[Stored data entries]
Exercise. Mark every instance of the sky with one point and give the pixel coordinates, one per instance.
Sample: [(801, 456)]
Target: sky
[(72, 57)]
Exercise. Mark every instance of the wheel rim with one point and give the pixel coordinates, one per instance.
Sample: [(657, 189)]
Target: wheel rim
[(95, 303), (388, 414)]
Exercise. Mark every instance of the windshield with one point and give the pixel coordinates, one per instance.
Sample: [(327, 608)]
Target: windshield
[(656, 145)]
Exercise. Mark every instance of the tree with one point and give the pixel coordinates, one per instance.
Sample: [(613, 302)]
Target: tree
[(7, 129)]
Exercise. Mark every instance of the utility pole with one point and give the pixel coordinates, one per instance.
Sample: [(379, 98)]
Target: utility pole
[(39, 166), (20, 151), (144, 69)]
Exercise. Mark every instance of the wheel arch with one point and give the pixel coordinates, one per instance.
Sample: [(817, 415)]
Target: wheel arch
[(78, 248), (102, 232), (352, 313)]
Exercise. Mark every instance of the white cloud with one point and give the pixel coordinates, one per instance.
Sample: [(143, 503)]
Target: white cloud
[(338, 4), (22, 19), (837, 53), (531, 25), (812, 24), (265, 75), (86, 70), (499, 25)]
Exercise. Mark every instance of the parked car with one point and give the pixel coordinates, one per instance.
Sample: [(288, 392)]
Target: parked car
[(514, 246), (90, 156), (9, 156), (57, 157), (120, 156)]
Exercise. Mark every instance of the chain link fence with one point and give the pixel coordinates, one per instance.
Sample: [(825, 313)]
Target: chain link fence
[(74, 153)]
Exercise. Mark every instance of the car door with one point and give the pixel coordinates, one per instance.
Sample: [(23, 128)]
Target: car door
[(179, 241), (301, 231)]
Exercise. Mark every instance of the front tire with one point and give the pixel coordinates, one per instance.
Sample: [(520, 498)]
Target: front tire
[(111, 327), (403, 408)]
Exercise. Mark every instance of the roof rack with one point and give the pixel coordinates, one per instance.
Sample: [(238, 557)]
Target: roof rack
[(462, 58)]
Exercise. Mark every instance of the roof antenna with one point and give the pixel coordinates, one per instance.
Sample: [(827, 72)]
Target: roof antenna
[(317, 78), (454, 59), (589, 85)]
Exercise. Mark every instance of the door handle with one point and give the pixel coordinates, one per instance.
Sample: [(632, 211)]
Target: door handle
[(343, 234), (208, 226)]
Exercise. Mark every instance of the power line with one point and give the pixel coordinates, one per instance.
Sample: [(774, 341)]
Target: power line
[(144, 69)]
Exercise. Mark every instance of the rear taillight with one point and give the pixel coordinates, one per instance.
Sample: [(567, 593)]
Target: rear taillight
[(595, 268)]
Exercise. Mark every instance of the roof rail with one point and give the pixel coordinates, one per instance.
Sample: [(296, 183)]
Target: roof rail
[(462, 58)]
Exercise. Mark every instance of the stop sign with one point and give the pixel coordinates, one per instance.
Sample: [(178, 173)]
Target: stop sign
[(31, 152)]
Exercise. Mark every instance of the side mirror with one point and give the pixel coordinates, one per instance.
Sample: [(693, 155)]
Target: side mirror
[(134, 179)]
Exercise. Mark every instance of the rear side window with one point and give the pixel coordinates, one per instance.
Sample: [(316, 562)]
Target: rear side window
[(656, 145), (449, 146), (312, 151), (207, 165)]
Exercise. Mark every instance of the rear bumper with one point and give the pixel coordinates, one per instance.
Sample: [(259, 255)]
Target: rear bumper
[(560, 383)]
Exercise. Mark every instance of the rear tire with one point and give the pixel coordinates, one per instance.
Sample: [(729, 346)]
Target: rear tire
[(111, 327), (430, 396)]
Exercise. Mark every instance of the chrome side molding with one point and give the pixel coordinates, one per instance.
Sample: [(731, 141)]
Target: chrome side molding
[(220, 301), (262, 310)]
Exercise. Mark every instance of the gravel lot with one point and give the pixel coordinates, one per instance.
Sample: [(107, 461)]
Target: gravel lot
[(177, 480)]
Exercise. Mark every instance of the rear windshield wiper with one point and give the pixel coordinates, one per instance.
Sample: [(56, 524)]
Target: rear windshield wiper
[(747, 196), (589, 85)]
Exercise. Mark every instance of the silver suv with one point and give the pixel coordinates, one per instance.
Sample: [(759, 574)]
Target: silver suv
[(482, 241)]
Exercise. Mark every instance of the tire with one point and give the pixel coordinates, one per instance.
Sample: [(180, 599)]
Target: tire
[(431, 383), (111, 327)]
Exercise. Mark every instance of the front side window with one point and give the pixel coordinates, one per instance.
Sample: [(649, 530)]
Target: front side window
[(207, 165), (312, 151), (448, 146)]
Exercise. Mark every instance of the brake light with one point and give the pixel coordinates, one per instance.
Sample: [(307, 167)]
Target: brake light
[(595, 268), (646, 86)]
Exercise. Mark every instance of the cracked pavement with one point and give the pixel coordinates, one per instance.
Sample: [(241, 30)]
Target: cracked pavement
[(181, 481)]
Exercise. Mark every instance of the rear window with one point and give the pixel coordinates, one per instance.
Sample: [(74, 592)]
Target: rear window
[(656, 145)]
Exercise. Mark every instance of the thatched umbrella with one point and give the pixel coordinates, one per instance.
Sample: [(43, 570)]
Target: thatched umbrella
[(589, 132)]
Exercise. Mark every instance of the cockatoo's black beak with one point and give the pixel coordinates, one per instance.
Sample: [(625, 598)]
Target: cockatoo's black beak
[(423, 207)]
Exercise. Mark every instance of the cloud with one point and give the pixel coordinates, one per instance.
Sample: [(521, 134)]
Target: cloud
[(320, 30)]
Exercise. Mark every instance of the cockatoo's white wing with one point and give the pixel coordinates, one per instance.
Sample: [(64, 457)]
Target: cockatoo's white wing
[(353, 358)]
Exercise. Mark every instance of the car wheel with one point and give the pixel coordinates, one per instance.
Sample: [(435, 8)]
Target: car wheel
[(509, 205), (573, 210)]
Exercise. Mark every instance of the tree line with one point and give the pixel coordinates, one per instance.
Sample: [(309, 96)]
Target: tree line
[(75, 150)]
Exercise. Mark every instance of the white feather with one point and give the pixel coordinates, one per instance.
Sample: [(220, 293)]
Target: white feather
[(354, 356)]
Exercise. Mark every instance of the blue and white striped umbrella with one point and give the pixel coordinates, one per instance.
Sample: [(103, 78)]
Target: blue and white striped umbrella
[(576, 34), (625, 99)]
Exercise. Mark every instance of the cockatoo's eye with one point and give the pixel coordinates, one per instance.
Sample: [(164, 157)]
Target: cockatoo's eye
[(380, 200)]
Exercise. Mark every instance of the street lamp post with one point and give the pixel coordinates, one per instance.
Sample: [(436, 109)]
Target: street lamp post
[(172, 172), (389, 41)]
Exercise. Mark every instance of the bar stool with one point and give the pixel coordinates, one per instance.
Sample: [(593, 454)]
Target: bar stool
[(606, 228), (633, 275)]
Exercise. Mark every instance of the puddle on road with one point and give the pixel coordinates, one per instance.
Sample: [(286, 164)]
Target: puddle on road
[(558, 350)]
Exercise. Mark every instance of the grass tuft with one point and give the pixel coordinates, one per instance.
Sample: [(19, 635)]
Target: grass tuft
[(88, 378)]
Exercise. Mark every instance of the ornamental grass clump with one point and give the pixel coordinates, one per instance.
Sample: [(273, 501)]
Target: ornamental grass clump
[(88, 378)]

- _WHAT IS NEEDED_: Would you retype exactly the lines above, from the line with "Exercise. Mark every instance of the car wheel" to the line with "Sample: [(593, 454)]", with both end lines kept and nothing more?

- _FINISHED TASK_:
Exercise. Mark every instance of the car wheel with one point and give the pixel coordinates, one per instance.
Sample: [(435, 8)]
Target: car wheel
[(509, 205), (573, 210)]
Exercise. Mark every instance of the tree line with one point and give the pixel coordinates, one per instance.
Sample: [(309, 96)]
Target: tree line
[(75, 150)]
Exercise. Mark every instance of the white feather with one point and give the pixel coordinates, one per instance.
Sample: [(220, 293)]
Target: white feather
[(354, 356)]
Exercise. Mark every instance of the blue and white striped umbrella with one point and give the pixel coordinates, one per instance.
Sample: [(103, 78)]
Target: blue and white striped umbrella
[(576, 34), (625, 99)]
Exercise. Mark every instance of the cockatoo's eye with one point and give the pixel coordinates, one per instance.
Sample: [(164, 157)]
Target: cockatoo's eye
[(380, 200)]
Exercise. Mark every instance of the street lamp post with one point and give the pixel coordinates, one per instance.
Sample: [(436, 109)]
Target: street lamp post
[(172, 172), (389, 41)]
Exercise. Mark every instance of the bar stool with one point and give the pixel coordinates, one per instance.
Sample: [(593, 454)]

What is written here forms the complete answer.